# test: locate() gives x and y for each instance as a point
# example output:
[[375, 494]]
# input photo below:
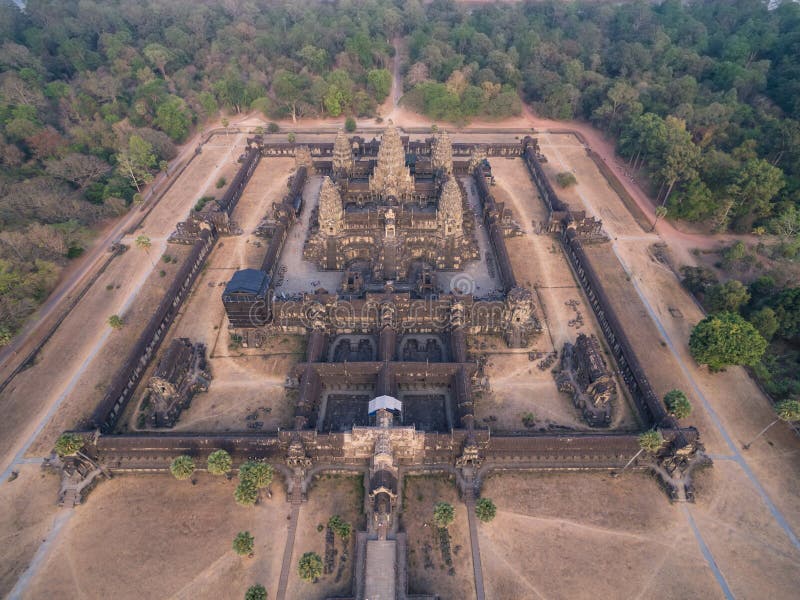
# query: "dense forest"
[[703, 96]]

TASK REQUIREMENTS
Reproduce the text lines of the records above exactly as they appear, omitting the pictures.

RESPONSE TO THIS EXERCISE
# test: locate() gives x and y for each instance as a point
# example output:
[[375, 494]]
# input photo below:
# query: "dense forest"
[[703, 96]]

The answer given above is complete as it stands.